__PAGE EXCERPT__.
• • • • • • •
Israeli army says footage shows foreign hostages inside Gaza’s al-Shifa hospital

Israel’s military has released video footage that it says shows two hostages being taken into Gaza’s al-Shifa hospital on 7 Octoberwhile there are growing hopes that a deal to release a significant number of hostages could be agreed.

R Adm Daniel Hagari, a spokesperson for the military, released CCTV video that appeared to show a group of men taking one individual into a hospital, to the surprise of medical staff.

A second clip showed an injured man on a hospital trolley. The IDF said the two hostages were a Nepalese citizen and a Thai citizen, who were not named.

Hagari said on Sunday night that this was “concrete evidence” that hostages were taken into al-Shifa hospital, the largest medical complex in Gaza city, from where it says Hamas runs military operations from bunkers and tunnels below ground.

Hamas and hospital staff deny that the hospital, which has been surrounded by Israeli forces for more than a week, was used as a command centre. Israeli raids on the hospital have provoked international condemnation.

The health ministry in Gaza said it was not able to confirm the authenticity of the footage of the two hostages aired by the IDF, according to the BBC. Hamas’s leadership did not immediately comment on the claims.

The Palestinian Islamist group has previously said it took some hostages to hospitals for treatment. The Guardian has not been able to independently verify the video released by Israel.

Hagari also said another hostage, a 19-year-old Israeli army conscript named Noa Marciano, was killed by Hamas inside the hospital.

“According to intelligence information – solid intelligence information – Noa was taken by Hamas terrorists inside the walls of Shifa hospital. There, she was murdered by a Hamas terrorist,” Hagari said. He did not elaborate.

Hamas has previously blamed an Israeli airstrike for her death, issuing a video that appeared to show her body, unmarked except for a head wound, an account that Hagari was seeking to challenge.

The IDF said on Sunday that a preliminary pathological report and intelligence suggested the airstrike injury to Marciano had not been life threatening and that she was killed by Hamas. Her body was recovered near the Shifa hospital last week.

Map

On Monday, fighting was reported to be closing in around another medical facility, the Indonesian hospital in northern Gaza. The health ministry in Gaza said 12 people had been killed “as a result of the Israeli occupation targeting the Indonesian hospital”. There was no immediate comment from the IDF.

The latest claims come amid signs that Israel and Hamas may be edging towards a deal in talks brokered by Qatar that would lead to the release of a significant number of hostages, possibly in return for a limited ceasefire and the release of Palestinian prisoners from Israeli jails.
• • • • • • •
__QUESTIONS ON THE MATERIAL__.
a) Can you duplicate the part of the al-Shifa hospital article that opens with the words containing "The Palestinian Islamist" and closes with "did not elaborate."?
b) Could you go on with the al-Shifa hospital article from the point where it stops?
The listing has no connection to the al-Shifa hospital article.

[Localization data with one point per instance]
• • • • • • •
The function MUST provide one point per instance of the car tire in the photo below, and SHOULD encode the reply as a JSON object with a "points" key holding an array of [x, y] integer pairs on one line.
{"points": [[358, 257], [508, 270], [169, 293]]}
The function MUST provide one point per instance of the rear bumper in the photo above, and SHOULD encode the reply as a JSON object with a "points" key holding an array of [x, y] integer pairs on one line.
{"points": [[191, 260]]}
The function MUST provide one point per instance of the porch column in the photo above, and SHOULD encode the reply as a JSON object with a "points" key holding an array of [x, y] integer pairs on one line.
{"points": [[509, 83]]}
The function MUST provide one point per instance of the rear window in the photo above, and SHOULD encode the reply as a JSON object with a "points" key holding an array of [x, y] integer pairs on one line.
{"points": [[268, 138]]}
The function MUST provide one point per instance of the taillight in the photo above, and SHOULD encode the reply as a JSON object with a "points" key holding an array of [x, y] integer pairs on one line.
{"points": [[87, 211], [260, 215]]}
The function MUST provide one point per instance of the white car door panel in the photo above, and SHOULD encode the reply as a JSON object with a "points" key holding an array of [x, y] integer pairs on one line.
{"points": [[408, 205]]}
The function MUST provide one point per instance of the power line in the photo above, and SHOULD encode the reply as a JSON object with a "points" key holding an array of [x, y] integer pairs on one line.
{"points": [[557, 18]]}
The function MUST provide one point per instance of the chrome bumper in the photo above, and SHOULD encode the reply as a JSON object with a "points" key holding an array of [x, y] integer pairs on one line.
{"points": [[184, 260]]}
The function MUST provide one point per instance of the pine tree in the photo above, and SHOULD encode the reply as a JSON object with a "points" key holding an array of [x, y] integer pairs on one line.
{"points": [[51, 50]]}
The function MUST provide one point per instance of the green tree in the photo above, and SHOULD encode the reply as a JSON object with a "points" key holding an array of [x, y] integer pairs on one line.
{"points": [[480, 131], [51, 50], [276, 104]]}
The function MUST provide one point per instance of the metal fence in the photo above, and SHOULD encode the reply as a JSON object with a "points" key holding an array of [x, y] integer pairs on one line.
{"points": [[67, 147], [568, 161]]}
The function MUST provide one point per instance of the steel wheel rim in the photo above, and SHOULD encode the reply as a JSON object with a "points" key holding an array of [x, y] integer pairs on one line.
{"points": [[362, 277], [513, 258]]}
• • • • • • •
__TASK ANSWERS__.
a)
The Palestinian Islamist group has previously said it took some hostages to hospitals for treatment. The Guardian has not been able to independently verify the video released by Israel.

Hagari also said another hostage, a 19-year-old Israeli army conscript named Noa Marciano, was killed by Hamas inside the hospital.

“According to intelligence information – solid intelligence information – Noa was taken by Hamas terrorists inside the walls of Shifa hospital. There, she was murdered by a Hamas terrorist,” Hagari said. He did not elaborate.

b)
Israel is still searching for about 240 people that Hamas kidnapped and took to Gaza after the cross-border assault that sparked the war. Some have been killed in the subsequent fighting, and there is public pressure in Israel to find a way to ensure survivors are released.

Senior US and Israeli officials and the Qatari prime minister all suggested that an agreement was close on Sunday, although observers have cautioned that public statements during such negotiations are often misleading and any potential deal could easily collapse.

Al-Shifa hospital has been a focus of Israel’s six-week offensive since the attacks by Hamas in which 1,200 people were killed. Israel’s retaliatory strikes have killed 13,000 people, more than 5,000 of them children, according to the Hamas government, which seized control of Gaza in 2007.

The World Health Organization said the hospital had become a “death zone”, with a mass grave at the entrance and only 25 staff left to care for 291 seriously ill patients.

On Sunday, the IDF separately released video footage that it said showed the first solid evidence of a sophisticated Hamas tunnel network underneath the Shifa hospital complex.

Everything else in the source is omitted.